**What you are asked to do:** Update the lines from the one containing "trace target=grassy slope" through the one containing "[[[150,91],[105,89],[103,96],[97,116],[104,146],[150,162]]]", replacing "whole pixels" with "integer pixels" and leaving everything else unchanged. Return only those lines.

**Listed entries:**
- - - - - - -

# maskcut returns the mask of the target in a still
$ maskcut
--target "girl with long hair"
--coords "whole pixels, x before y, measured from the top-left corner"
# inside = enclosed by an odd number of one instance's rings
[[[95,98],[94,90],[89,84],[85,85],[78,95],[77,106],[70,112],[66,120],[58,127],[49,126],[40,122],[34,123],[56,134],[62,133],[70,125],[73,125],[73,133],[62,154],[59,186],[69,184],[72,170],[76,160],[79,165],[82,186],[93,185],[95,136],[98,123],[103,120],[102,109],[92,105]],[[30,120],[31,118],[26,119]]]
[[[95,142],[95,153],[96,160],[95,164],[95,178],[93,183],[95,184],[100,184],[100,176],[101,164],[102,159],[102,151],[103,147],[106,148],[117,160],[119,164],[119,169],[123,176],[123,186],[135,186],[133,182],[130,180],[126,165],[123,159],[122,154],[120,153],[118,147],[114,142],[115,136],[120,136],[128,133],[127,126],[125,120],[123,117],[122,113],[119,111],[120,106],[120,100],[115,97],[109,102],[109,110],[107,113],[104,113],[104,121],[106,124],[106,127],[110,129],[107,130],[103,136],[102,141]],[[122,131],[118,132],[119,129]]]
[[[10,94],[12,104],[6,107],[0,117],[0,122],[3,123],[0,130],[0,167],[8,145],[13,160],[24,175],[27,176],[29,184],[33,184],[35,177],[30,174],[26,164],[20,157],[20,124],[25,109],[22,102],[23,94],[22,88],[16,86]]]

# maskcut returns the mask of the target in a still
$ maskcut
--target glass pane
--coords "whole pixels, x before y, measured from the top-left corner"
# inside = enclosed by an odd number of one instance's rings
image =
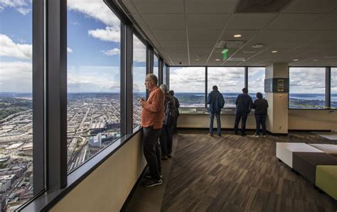
[[[138,98],[145,99],[146,90],[144,85],[146,75],[146,46],[134,35],[133,63],[133,129],[140,126],[141,107],[138,105]]]
[[[68,171],[121,136],[120,24],[101,0],[68,1]]]
[[[256,100],[256,93],[260,92],[264,97],[264,67],[248,68],[248,92],[253,102]]]
[[[337,109],[337,68],[331,68],[331,107]]]
[[[245,88],[245,68],[216,67],[208,69],[207,92],[210,93],[213,85],[217,85],[225,98],[224,107],[235,107],[235,100]]]
[[[0,1],[1,205],[10,211],[33,197],[32,18],[31,1]]]
[[[181,107],[205,107],[205,67],[170,68],[170,90]]]
[[[154,55],[154,74],[159,78],[159,70],[158,69],[158,58],[156,55]]]
[[[325,70],[325,68],[289,68],[289,108],[324,108]]]

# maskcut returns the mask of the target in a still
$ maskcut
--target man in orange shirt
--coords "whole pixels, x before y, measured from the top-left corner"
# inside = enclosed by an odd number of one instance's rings
[[[150,91],[146,101],[139,99],[141,106],[141,121],[143,127],[144,155],[146,159],[149,174],[145,177],[149,179],[144,182],[146,187],[152,187],[163,183],[161,171],[161,156],[158,139],[163,126],[164,117],[164,95],[157,86],[157,77],[154,74],[148,74],[145,78],[145,87]]]

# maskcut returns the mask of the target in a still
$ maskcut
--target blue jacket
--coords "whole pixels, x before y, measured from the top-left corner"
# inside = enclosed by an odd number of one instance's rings
[[[252,97],[247,93],[242,93],[237,96],[235,101],[236,112],[250,112],[250,108],[253,107]]]
[[[208,95],[207,104],[210,105],[210,112],[219,113],[225,105],[223,96],[218,90],[213,90]]]

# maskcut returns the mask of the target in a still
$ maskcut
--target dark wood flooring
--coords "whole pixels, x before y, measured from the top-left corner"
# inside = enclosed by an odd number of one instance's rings
[[[331,197],[275,157],[276,142],[336,142],[309,132],[265,138],[206,134],[180,133],[162,211],[337,211]]]

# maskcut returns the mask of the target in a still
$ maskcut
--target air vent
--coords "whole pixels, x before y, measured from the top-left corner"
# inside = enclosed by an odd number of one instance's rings
[[[279,12],[291,0],[240,0],[235,13]]]

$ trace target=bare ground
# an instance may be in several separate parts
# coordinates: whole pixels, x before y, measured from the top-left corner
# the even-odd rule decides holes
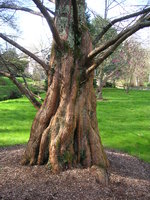
[[[0,148],[0,199],[3,200],[148,200],[150,164],[106,150],[110,184],[104,186],[90,169],[52,174],[46,166],[21,166],[24,146]]]

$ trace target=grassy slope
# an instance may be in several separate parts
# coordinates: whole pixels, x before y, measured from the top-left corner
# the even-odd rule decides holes
[[[0,146],[26,143],[35,112],[25,97],[0,101]]]
[[[150,162],[150,92],[105,89],[97,103],[104,146]],[[0,146],[23,144],[29,137],[35,109],[26,98],[0,102]]]
[[[0,100],[7,99],[16,90],[18,91],[17,87],[8,78],[0,76]]]
[[[150,92],[105,89],[104,98],[97,103],[104,146],[150,162]]]

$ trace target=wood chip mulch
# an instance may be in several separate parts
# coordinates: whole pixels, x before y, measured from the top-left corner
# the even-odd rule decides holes
[[[55,175],[46,166],[21,166],[24,148],[0,148],[1,200],[150,200],[150,164],[135,157],[106,150],[111,168],[104,186],[90,169]]]

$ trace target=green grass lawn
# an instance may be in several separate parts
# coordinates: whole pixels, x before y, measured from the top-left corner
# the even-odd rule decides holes
[[[0,101],[0,146],[25,144],[35,113],[25,97]]]
[[[97,116],[105,147],[150,162],[150,91],[104,89]],[[0,102],[0,146],[24,144],[36,110],[24,97]]]
[[[24,81],[21,77],[18,77],[17,80],[24,84]],[[26,78],[29,88],[35,93],[41,93],[43,91],[44,81],[33,81],[30,78]],[[42,88],[41,88],[42,86]],[[11,80],[7,77],[0,76],[0,101],[10,98],[12,93],[17,93],[21,97],[21,93],[18,88],[12,83]],[[19,95],[20,94],[20,95]]]
[[[150,91],[105,89],[103,96],[97,116],[104,146],[150,162]]]

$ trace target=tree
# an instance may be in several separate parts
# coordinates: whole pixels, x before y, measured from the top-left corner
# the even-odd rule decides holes
[[[86,27],[85,0],[56,0],[55,20],[47,4],[44,5],[40,0],[33,2],[46,19],[53,35],[49,66],[0,33],[1,38],[41,63],[48,75],[46,97],[33,121],[22,164],[48,163],[54,172],[80,165],[96,165],[106,169],[109,162],[96,119],[93,71],[126,38],[150,26],[150,8],[109,23],[97,36],[95,44],[116,22],[140,16],[134,24],[92,50]],[[23,8],[20,7],[20,10]]]
[[[119,78],[128,93],[130,87],[140,86],[147,79],[148,52],[137,41],[130,39],[124,42],[119,55],[116,63],[121,66]]]
[[[36,109],[39,109],[41,103],[37,100],[41,97],[35,95],[28,87],[26,75],[24,73],[28,61],[19,58],[15,49],[3,50],[0,53],[0,75],[9,78],[14,83],[19,91],[24,94]],[[23,83],[18,81],[17,77],[22,77]]]
[[[109,23],[109,20],[103,19],[101,16],[96,16],[94,19],[91,20],[89,23],[89,31],[92,36],[92,40],[103,30]],[[111,27],[105,36],[100,40],[100,43],[105,43],[112,37],[117,36],[117,30],[114,27]],[[94,45],[94,44],[93,44]],[[97,69],[95,70],[95,78],[97,80],[97,97],[98,99],[102,100],[102,89],[105,86],[106,82],[111,79],[115,78],[119,74],[119,66],[113,63],[113,60],[116,59],[118,54],[118,50],[116,50],[109,58],[107,58]]]

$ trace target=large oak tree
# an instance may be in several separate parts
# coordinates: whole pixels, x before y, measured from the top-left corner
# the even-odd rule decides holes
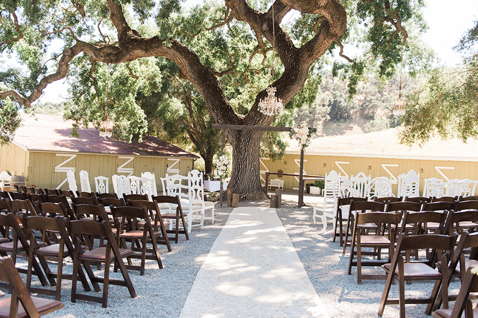
[[[250,104],[244,105],[232,102],[221,82],[223,77],[263,73],[269,63],[265,63],[268,61],[266,58],[270,60],[276,57],[276,64],[279,65],[272,84],[277,88],[276,96],[284,105],[290,107],[289,102],[304,87],[313,66],[318,61],[325,62],[320,60],[321,57],[337,48],[337,51],[340,50],[339,55],[350,64],[336,64],[334,69],[348,72],[349,91],[353,93],[360,76],[367,68],[375,68],[381,76],[393,75],[395,66],[403,62],[403,57],[412,47],[407,28],[423,27],[420,24],[420,9],[423,5],[420,0],[275,0],[273,5],[267,6],[245,0],[225,0],[225,4],[219,9],[222,12],[222,18],[213,17],[211,20],[215,23],[207,28],[201,26],[197,34],[188,36],[199,37],[220,28],[221,32],[234,39],[236,35],[232,25],[236,23],[235,27],[249,28],[248,34],[255,38],[255,45],[249,46],[248,51],[246,47],[239,53],[232,51],[228,67],[216,69],[218,66],[210,63],[207,54],[197,54],[177,38],[168,37],[167,32],[142,36],[148,32],[132,26],[147,25],[153,23],[153,19],[158,24],[167,24],[179,9],[179,3],[174,0],[156,3],[151,0],[5,1],[0,4],[0,50],[4,53],[16,52],[29,73],[24,77],[28,80],[25,82],[27,84],[22,87],[10,84],[10,82],[4,80],[7,78],[4,73],[0,77],[3,79],[0,100],[2,105],[11,105],[13,98],[15,102],[28,107],[40,96],[47,85],[64,78],[72,72],[71,69],[80,73],[93,72],[95,66],[102,63],[124,65],[125,75],[111,79],[109,67],[108,74],[104,76],[104,79],[107,80],[103,81],[103,88],[98,91],[109,91],[110,82],[112,85],[140,87],[139,74],[147,73],[148,70],[154,69],[153,66],[148,66],[151,62],[147,59],[161,57],[177,66],[179,77],[194,86],[218,123],[268,126],[274,117],[263,114],[258,108],[259,100],[266,95],[265,88],[268,83],[264,81],[262,87],[255,87],[255,91],[250,89],[252,94]],[[283,21],[284,18],[293,10],[299,11],[300,16],[292,24],[287,24]],[[184,23],[193,22],[186,20]],[[196,23],[202,25],[202,22]],[[115,30],[115,38],[102,32],[108,25]],[[350,30],[354,30],[353,34]],[[344,54],[343,43],[356,40],[356,34],[360,36],[366,50],[360,59],[352,60]],[[60,54],[53,57],[58,60],[55,72],[48,74],[45,61],[41,58],[51,41],[56,38],[61,38],[65,46]],[[227,42],[221,43],[218,49],[229,49]],[[261,60],[259,64],[262,70],[250,66],[258,57]],[[75,64],[82,57],[84,62],[88,61],[89,66],[87,67],[83,62]],[[415,67],[420,57],[410,59],[410,67]],[[239,62],[242,63],[240,67]],[[93,75],[91,73],[90,77],[94,77]],[[149,80],[155,80],[154,76],[151,75]],[[105,87],[107,82],[109,86]],[[85,91],[82,94],[87,96],[92,92]],[[133,103],[134,97],[131,95],[130,98],[118,101],[118,109],[112,111],[120,116],[121,103],[123,106],[128,101]],[[107,96],[106,103],[109,103],[110,98]],[[96,122],[101,120],[101,117],[97,116]],[[134,120],[130,122],[124,122],[123,118],[123,126],[130,130],[138,130],[140,125],[137,123],[144,120],[144,113],[138,111],[132,117]],[[127,124],[133,122],[136,124]],[[242,199],[264,197],[259,175],[260,142],[264,132],[226,132],[232,146],[233,158],[229,187],[233,192],[239,193]]]

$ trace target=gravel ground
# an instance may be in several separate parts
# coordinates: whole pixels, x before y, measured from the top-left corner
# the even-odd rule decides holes
[[[352,275],[347,275],[349,253],[343,254],[338,243],[332,242],[331,222],[328,232],[322,234],[320,219],[317,225],[312,222],[310,205],[318,201],[317,197],[306,196],[304,202],[309,206],[298,209],[297,196],[284,194],[282,207],[277,209],[311,281],[331,318],[377,317],[384,281],[363,281],[358,285],[356,268],[353,269]],[[268,206],[269,203],[241,201],[239,204]],[[179,317],[196,276],[232,210],[219,208],[217,204],[214,224],[208,220],[205,222],[204,230],[193,228],[189,241],[181,236],[178,244],[171,243],[172,252],[168,252],[164,245],[159,245],[163,269],[158,269],[155,261],[147,260],[144,276],[140,276],[136,271],[128,271],[137,294],[136,298],[130,298],[125,287],[110,285],[107,308],[83,301],[73,304],[70,301],[71,281],[64,280],[61,300],[65,308],[47,317]],[[67,273],[71,272],[71,262],[69,260],[66,260],[67,264],[64,267],[64,272]],[[17,265],[26,267],[24,259],[20,257],[17,261]],[[50,267],[53,269],[54,265]],[[372,267],[364,269],[365,272],[381,274],[382,271]],[[99,272],[102,275],[102,271]],[[112,272],[111,276],[120,278],[119,273]],[[82,289],[81,285],[79,287],[79,290]],[[433,283],[430,282],[414,282],[405,286],[406,296],[426,297],[432,287]],[[450,291],[454,289],[458,292],[459,287],[459,283],[454,283]],[[391,297],[398,297],[397,285],[392,286]],[[407,317],[430,317],[425,314],[425,308],[424,305],[407,305]],[[386,306],[383,317],[398,316],[398,305]]]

- - - - - - -

**Answer in full:**
$ trace target=grassy slope
# an instance may be in several separate parts
# coordinates: integer pixels, x before y, measured from the top-left corner
# the even-odd rule decides holes
[[[0,146],[26,143],[35,112],[25,97],[0,101]]]
[[[150,162],[150,92],[105,89],[97,103],[104,146]],[[0,146],[23,144],[29,137],[35,109],[26,98],[0,102]]]
[[[0,100],[7,99],[16,90],[18,91],[17,87],[8,78],[0,76]]]
[[[150,92],[105,89],[104,98],[97,103],[104,146],[150,162]]]

$ trace target=wood chip mulch
# an instance may be in several separate parts
# coordinates: integer pixels, x before y, measured from the top-left corner
# the even-odd rule decides holes
[[[55,175],[46,166],[21,166],[24,148],[0,148],[1,200],[150,200],[150,164],[135,157],[106,150],[111,168],[104,186],[90,169]]]

$ trace target=green grass lawn
# an instance may be in several separate parts
# coordinates: integer pixels, x before y, measured from the top-left corner
# the even-odd rule decides holes
[[[0,101],[0,146],[25,144],[35,113],[25,97]]]
[[[97,116],[105,147],[150,162],[150,91],[104,89]],[[0,102],[0,146],[24,144],[36,110],[24,97]]]
[[[24,81],[21,77],[18,77],[17,80],[24,84]],[[26,78],[29,88],[35,93],[41,93],[43,91],[44,81],[33,81],[30,78]],[[42,88],[41,88],[42,86]],[[11,80],[7,77],[0,76],[0,101],[10,98],[12,93],[17,93],[21,97],[21,93],[18,88],[12,83]],[[19,95],[20,94],[20,95]]]
[[[150,91],[105,89],[103,96],[97,116],[104,146],[150,162]]]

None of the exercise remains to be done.